Document passage:
****
Hostility is an attitude of exclusion, not embrace; of repugnance, not respect; of suspicion, not extending the benefit of the doubt; of conflict, not conviviality.
I'm sure there are parallel versions of CRIS we could call CPIS (and CEIS) -- Conflicted Political (and Ethnic) Identity Syndrome. Yes, I'm a Democrat (or Republican, or Libertarian, or Socialist), but I don't want to be associated with my fellow Democrats (or Republicans, etc.) who demonstrate hostility to their counterparts. Yes, I'm white (or African American, or Latino, etc.), but I don't see ethnic identity as a reason to be hostile toward anyone who isn't.
Hostility is a great short-cut to building identity. If we know whom we hate, whom we fear, whom we resent, whom we consider inferior, whose wrongs we will never forget, we know -- or we feel we know -- who we are. Religious and political leaders routinely build identity this way. Even parents and grandparents do it, albeit unwittingly. Because it works. And fast.
But when you plant hostility in the field of identity, the seeds will grow. And you get shooters in Colorado, shooters in Wisconsin, shooters in [insert next site of violence here].
****
Given records:
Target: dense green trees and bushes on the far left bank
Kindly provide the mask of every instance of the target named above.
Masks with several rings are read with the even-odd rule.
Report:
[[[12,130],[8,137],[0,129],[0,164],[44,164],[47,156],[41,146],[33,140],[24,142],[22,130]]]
****
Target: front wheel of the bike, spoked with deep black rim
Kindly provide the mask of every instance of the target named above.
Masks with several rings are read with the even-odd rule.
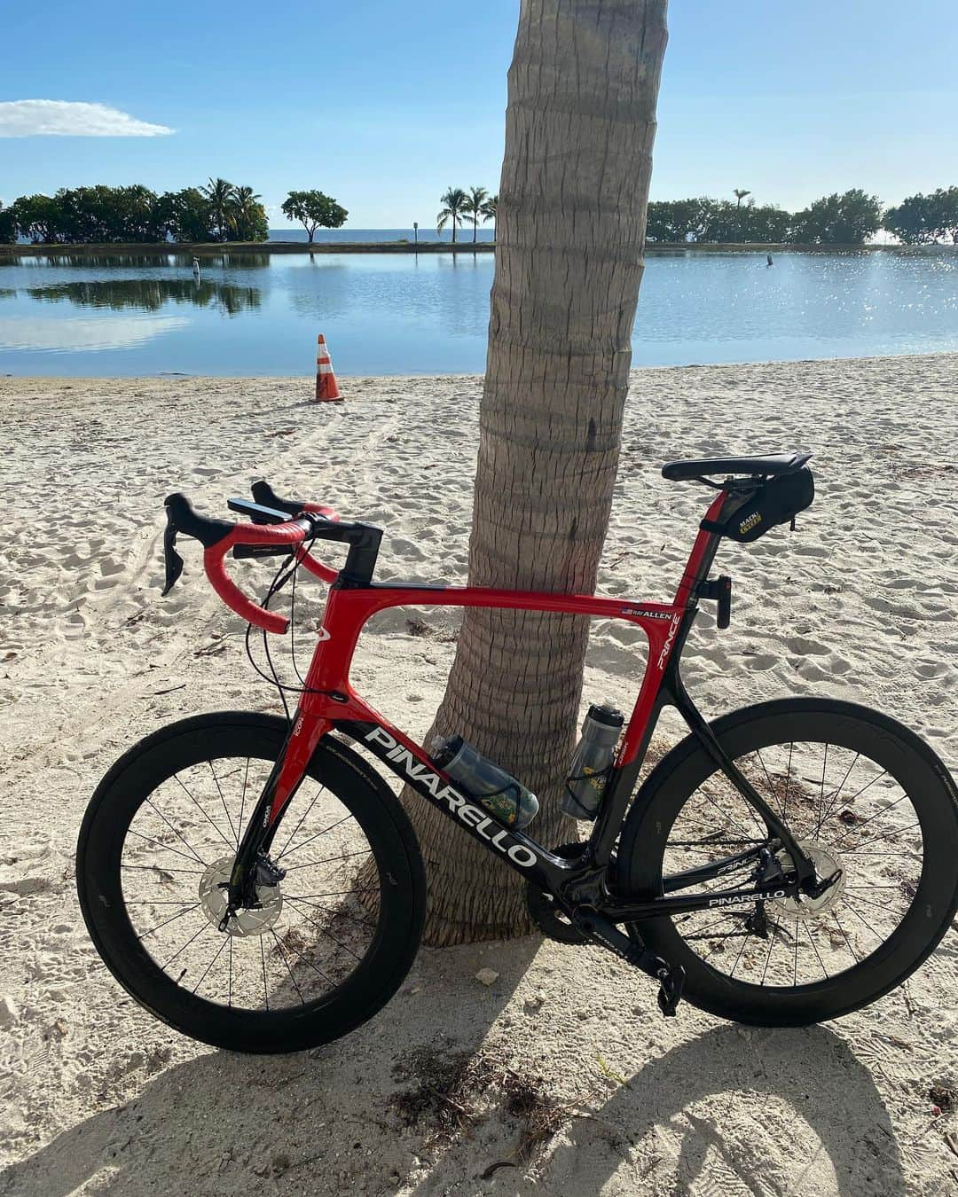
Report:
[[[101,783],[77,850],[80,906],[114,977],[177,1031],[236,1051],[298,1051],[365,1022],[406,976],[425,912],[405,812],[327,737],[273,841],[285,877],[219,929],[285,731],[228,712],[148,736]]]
****
Task prompt:
Return the passage from the essay on hostility, starting with "But when you" and going on through "of violence here].". Please rely only on the text about hostility and identity.

Response:
But when you plant hostility in the field of identity, the seeds will grow. And you get shooters in Colorado, shooters in Wisconsin, shooters in [insert next site of violence here].